*AIM OF THE EXERCISE*
Could you write the entries out again, exactly as they are?

*SOURCE MATERIAL*
=== Begin Enclosure ===
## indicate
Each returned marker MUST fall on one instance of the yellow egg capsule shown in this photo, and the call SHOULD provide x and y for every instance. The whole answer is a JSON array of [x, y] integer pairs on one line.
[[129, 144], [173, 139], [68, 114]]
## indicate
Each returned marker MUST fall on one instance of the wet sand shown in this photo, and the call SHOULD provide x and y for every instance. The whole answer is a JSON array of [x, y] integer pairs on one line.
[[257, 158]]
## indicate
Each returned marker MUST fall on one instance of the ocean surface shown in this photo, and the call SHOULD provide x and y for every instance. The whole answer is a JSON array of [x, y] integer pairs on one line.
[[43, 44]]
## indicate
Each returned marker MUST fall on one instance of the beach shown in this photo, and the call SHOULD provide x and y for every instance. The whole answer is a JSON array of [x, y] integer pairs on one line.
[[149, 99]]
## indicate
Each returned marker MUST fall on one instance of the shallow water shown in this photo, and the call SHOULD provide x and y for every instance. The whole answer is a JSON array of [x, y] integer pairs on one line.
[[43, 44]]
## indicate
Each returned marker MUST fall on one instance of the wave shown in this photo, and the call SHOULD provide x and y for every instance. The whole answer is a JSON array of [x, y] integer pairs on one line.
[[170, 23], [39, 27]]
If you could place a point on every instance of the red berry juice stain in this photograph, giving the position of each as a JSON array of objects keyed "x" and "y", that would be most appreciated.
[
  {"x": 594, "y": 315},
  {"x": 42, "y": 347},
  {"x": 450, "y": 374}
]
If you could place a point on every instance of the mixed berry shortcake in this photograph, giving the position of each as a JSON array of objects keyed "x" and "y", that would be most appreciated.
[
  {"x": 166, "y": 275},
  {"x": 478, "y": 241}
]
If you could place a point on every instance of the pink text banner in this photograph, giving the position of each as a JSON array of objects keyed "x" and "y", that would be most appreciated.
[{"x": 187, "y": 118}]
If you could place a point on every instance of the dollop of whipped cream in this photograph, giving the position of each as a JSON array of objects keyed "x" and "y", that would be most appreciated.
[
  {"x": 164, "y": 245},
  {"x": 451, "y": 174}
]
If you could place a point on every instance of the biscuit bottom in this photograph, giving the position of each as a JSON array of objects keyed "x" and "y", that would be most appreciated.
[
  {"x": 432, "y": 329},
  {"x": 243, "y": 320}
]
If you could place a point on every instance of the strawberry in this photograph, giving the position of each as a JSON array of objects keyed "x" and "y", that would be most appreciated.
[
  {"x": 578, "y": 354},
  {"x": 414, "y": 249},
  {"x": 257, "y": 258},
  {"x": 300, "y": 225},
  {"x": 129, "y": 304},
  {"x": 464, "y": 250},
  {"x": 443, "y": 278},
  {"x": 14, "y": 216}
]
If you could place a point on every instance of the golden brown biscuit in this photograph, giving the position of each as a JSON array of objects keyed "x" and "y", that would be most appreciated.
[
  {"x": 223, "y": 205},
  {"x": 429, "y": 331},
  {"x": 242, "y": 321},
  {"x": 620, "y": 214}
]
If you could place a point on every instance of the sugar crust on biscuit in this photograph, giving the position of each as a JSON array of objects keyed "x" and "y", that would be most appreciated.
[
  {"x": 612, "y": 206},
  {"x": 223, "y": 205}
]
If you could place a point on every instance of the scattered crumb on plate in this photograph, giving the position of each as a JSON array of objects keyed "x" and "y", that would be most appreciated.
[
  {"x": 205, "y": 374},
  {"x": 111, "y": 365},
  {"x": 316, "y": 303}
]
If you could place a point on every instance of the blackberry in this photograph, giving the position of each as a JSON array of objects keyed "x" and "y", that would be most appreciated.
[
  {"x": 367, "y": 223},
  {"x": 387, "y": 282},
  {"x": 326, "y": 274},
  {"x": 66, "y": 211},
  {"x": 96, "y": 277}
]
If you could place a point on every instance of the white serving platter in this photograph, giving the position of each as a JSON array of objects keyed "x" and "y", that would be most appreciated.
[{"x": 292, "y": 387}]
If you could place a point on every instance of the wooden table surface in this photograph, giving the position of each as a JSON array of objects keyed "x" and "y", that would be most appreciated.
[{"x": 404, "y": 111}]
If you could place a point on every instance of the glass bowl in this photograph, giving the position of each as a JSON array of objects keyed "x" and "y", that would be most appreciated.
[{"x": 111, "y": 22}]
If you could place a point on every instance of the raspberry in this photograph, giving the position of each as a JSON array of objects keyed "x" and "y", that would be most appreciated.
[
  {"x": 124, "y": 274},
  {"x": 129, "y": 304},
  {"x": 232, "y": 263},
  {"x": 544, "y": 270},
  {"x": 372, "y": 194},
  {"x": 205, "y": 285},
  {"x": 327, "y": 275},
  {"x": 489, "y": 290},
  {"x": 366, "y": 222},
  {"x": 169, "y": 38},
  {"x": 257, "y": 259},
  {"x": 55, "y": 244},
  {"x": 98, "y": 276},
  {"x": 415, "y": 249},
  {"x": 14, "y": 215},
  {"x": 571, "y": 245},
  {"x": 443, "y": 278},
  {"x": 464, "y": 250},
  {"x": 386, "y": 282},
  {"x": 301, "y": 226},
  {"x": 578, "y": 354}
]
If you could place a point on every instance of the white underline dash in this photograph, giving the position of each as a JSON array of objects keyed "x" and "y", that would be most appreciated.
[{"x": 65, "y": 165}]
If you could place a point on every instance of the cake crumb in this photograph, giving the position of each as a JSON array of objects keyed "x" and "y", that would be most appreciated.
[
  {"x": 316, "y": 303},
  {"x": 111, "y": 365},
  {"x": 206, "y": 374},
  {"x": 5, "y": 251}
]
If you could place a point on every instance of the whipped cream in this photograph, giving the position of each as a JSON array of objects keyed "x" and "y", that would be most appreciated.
=== End Enclosure ===
*OUTPUT OF THE TASK*
## indicate
Each returned marker MUST fall on one instance of the yellow egg capsule shown in this photo, and the call SHOULD provide x and y for every instance. The whole answer is a JSON array of [x, y] integer pairs on one line.
[[129, 144], [173, 139], [68, 114]]
## indicate
Each returned marker MUST fall on one instance of the wet sand shown in this photo, and the call SHOULD provide x and y for every instance. The whole answer is a JSON array of [x, y] integer pairs on one line.
[[257, 158]]
## indicate
Each returned marker MUST fall on one instance of the ocean surface shown in this photo, and the call SHOULD provide x and y for every instance. The whole answer is a JSON array of [x, y] integer pairs on one line.
[[43, 44]]
## indicate
Each returned marker MUST fall on one instance of the beach shown in this photo, and the call SHOULD provide x and y for every instance. The whole answer is a JSON array of [x, y] integer pairs on one line.
[[149, 99]]
## indicate
Each returned marker MUST fall on one instance of the shallow water shown in this photo, and the call SHOULD provide x and y for every instance. The whole answer is a JSON array of [x, y] integer pairs on one line.
[[43, 44]]
## indicate
Each returned marker MUST fall on one instance of the wave shown in this photo, and the call SHOULD provide x and y for every instance. The whole answer is a JSON array of [x, y] integer pairs on one line.
[[170, 23], [39, 27]]
If you could place a point on every instance of the red berry juice stain in this photograph, giving the position of each as a JSON array of objects keyed "x" and "y", that would be most appreciated.
[
  {"x": 594, "y": 315},
  {"x": 42, "y": 347},
  {"x": 450, "y": 374}
]
If you could place a point on every instance of the mixed berry shortcake in this photograph, giving the position of each as a JSON array of objects keyed "x" and "y", that would be most appreciated.
[
  {"x": 166, "y": 275},
  {"x": 478, "y": 241}
]
If you could place a point on every instance of the pink text banner in this photograph, giving the position of each as a JSON array of objects keyed "x" and "y", that would be most appreciated.
[{"x": 187, "y": 118}]
If you could place a point on every instance of the dollop of whipped cream in this photograph, giving the position of each as a JSON array of objects keyed "x" and "y", that would be most appreciated.
[
  {"x": 164, "y": 245},
  {"x": 451, "y": 174}
]
If you could place a point on every instance of the biscuit bottom in this photograph, giving the position of each as a JSON array of objects keyed "x" and "y", that would be most appreciated.
[
  {"x": 432, "y": 329},
  {"x": 243, "y": 320}
]
If you could place a point on every instance of the strawberry in this photograph, giving the position of each as a JSON array of objects keyed "x" and "y", that would be most appreciated.
[
  {"x": 578, "y": 354},
  {"x": 414, "y": 249},
  {"x": 257, "y": 258},
  {"x": 300, "y": 225},
  {"x": 129, "y": 304},
  {"x": 464, "y": 250},
  {"x": 443, "y": 278},
  {"x": 14, "y": 216}
]
If you could place a point on every instance of the golden brown biscuit in this photograph, giving the position of each as a JSON array of objects keyed "x" and "y", that would be most appreciated.
[
  {"x": 223, "y": 205},
  {"x": 429, "y": 331},
  {"x": 242, "y": 321},
  {"x": 620, "y": 214}
]
If you could place a point on every instance of the sugar crust on biscuit in this photograph, giving the position of each as a JSON array of objects keyed "x" and "y", that would be most appreciated.
[
  {"x": 612, "y": 206},
  {"x": 223, "y": 205}
]
If you could place a point on every instance of the scattered crumb on plate in this photograph, giving the position of each as a JSON array of objects keyed "x" and "y", that would be most appreciated.
[
  {"x": 205, "y": 374},
  {"x": 111, "y": 365},
  {"x": 316, "y": 303}
]
If you could place a point on every instance of the blackberry in this photograph, giving the position of each as a JSON array of objects keyed "x" and "y", that would be most appreciated.
[
  {"x": 367, "y": 223},
  {"x": 387, "y": 282},
  {"x": 326, "y": 274},
  {"x": 66, "y": 211},
  {"x": 96, "y": 277}
]
If you could place a point on every instance of the white serving platter in this photograph, giving the position of each as a JSON array of objects keyed "x" and "y", that would be most appreciated.
[{"x": 292, "y": 387}]
If you could place a point on every instance of the wooden table surface in this photograph, giving the position of each as a JSON array of objects keyed "x" and "y", that would be most appreciated.
[{"x": 404, "y": 111}]
If you could place a point on every instance of the glass bowl in this photograph, giving the position of each as a JSON array of objects keyed "x" and "y", that would be most appreciated.
[{"x": 111, "y": 22}]
If you could place a point on every instance of the raspberry in this photograph, giving the position of each as a JSON array of objects keyed "x" and "y", that would be most appreciated.
[
  {"x": 124, "y": 274},
  {"x": 129, "y": 304},
  {"x": 232, "y": 263},
  {"x": 544, "y": 270},
  {"x": 372, "y": 194},
  {"x": 205, "y": 285},
  {"x": 327, "y": 275},
  {"x": 489, "y": 290},
  {"x": 366, "y": 222},
  {"x": 169, "y": 38},
  {"x": 257, "y": 259},
  {"x": 55, "y": 244},
  {"x": 98, "y": 276},
  {"x": 415, "y": 249},
  {"x": 14, "y": 215},
  {"x": 571, "y": 245},
  {"x": 443, "y": 278},
  {"x": 464, "y": 250},
  {"x": 386, "y": 282},
  {"x": 301, "y": 226},
  {"x": 578, "y": 354}
]
If you could place a point on every instance of the white underline dash in this photograph, giving the position of each as a JSON array of objects keyed "x" and "y", that would be most appreciated.
[{"x": 65, "y": 165}]
If you could place a point on every instance of the cake crumb in this photograph, giving the position of each as a JSON array of objects keyed "x" and "y", that would be most appreciated.
[
  {"x": 316, "y": 303},
  {"x": 111, "y": 365},
  {"x": 206, "y": 374},
  {"x": 5, "y": 251}
]
If you could place a point on every instance of the whipped cream in this photograph, giving the position of each as a JSON array of objects keyed "x" and "y", that would be most appreciated.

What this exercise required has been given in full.